----- TEXTAUSZUG

Er hat sie alle gehabt, die großen Schauspieler, oft mehrfach, Anouk Aimée, Henry Fonda und William Holden, Richard Burton und Omar Sharif, Al Pacino und Marlon Brando, Dustin Hoffman und Faye Dunnaway, Albert Finney, Paul Newman, Sean Connery, Anne Bancroft, Charlotte Rampling, Gene Hackman, Susan Sarandon und Jeff Bridges, Richard Gere, Sharon Stone und Don Johnson und Philip Seymour Hoffman. Im Zweifelsfall steckte er einen ganzen Batzen gleich zusammen, in einen Zug, für einen Mord im Orientexpress. Ingrid Bergman bekam dabei einen Nebendarsteller-Oscar. Lumet selbst war fünfmal von der Academy nominiert und ging immer leeer aus - "nur" einen für das Lebenswerk gab es, 2005.
Immer sind seine Filme Schauspielerfilme, doch auch wie er die Kamera lebendig sein ließ, sich verkannten, selbst Darsteller sein ließ, zum Beispiel in The Pawnbroker oder dem Kammerspiel Fail Safe, der vielleicht gerade auch seiner Reduktion und Lakonik wegen erschreckendsten, verstörendsten Vision von der Atomkriegsapokalypse, das war dynamisch und atemberaubend, vor allem in ihrer damaligen Zeit.

----------

* ARBEITSAUFTRAG A:
Kopiere aus dem Textauszug genau das Stück zwischen „Er hat sie alle“ und „gab es, 2005.“, beide eingeschlossen.
* ARBEITSAUFTRAG B:
Wie oft wurde Lumet laut Textauszug von der Academy nominiert?
Für die Aufgaben braucht man die Datensätze nicht.

----- VORLIEGENDE ANGABEN

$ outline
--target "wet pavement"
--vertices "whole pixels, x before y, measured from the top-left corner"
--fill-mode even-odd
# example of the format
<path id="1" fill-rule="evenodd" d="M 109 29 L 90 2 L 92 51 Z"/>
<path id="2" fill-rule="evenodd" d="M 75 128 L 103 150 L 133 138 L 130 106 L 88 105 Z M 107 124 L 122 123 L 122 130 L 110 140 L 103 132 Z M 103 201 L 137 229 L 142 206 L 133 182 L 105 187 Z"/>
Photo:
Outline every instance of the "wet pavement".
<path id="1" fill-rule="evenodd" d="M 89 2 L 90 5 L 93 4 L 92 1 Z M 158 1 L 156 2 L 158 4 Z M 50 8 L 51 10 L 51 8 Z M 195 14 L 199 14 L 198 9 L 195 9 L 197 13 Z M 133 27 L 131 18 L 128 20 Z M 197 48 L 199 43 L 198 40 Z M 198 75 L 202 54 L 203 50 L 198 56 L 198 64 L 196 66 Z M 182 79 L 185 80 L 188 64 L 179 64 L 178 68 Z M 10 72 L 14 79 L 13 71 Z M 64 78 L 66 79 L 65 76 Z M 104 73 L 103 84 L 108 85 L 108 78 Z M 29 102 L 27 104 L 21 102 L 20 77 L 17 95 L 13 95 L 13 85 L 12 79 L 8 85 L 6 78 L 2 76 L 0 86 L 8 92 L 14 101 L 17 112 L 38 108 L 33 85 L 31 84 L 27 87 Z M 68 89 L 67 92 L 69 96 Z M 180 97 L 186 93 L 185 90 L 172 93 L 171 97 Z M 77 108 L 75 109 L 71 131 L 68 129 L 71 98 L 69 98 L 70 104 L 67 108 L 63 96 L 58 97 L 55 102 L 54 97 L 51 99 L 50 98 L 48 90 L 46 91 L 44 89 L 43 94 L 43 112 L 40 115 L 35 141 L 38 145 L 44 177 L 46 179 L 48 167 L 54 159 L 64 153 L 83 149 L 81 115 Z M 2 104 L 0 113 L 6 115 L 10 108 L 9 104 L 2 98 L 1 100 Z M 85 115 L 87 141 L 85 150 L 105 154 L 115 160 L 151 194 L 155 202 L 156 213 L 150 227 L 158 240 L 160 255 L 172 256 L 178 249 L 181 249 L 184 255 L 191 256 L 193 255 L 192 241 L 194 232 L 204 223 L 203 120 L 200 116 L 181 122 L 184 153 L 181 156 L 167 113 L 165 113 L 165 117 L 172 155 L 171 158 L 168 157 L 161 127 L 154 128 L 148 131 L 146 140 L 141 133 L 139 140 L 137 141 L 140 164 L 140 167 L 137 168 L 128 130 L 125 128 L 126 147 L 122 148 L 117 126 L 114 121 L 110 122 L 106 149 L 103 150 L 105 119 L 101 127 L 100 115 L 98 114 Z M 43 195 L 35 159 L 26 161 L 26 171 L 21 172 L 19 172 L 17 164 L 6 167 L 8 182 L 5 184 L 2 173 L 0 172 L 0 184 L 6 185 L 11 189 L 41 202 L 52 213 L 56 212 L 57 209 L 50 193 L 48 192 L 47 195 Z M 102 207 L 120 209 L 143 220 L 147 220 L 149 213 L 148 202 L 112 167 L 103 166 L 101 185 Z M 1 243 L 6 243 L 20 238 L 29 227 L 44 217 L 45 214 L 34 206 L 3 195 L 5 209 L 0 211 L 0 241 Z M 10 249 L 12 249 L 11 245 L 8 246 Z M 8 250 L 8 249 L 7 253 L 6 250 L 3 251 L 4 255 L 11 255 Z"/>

----------

* ANTWORTFELD A:
Er hat sie alle gehabt, die großen Schauspieler, oft mehrfach, Anouk Aimée, Henry Fonda und William Holden, Richard Burton und Omar Sharif, Al Pacino und Marlon Brando, Dustin Hoffman und Faye Dunnaway, Albert Finney, Paul Newman, Sean Connery, Anne Bancroft, Charlotte Rampling, Gene Hackman, Susan Sarandon und Jeff Bridges, Richard Gere, Sharon Stone und Don Johnson und Philip Seymour Hoffman. Im Zweifelsfall steckte er einen ganzen Batzen gleich zusammen, in einen Zug, für einen Mord im Orientexpress. Ingrid Bergman bekam dabei einen Nebendarsteller-Oscar. Lumet selbst war fünfmal von der Academy nominiert und ging immer leeer aus - "nur" einen für das Lebenswerk gab es, 2005.

* ANTWORTFELD B:
Fünfmal.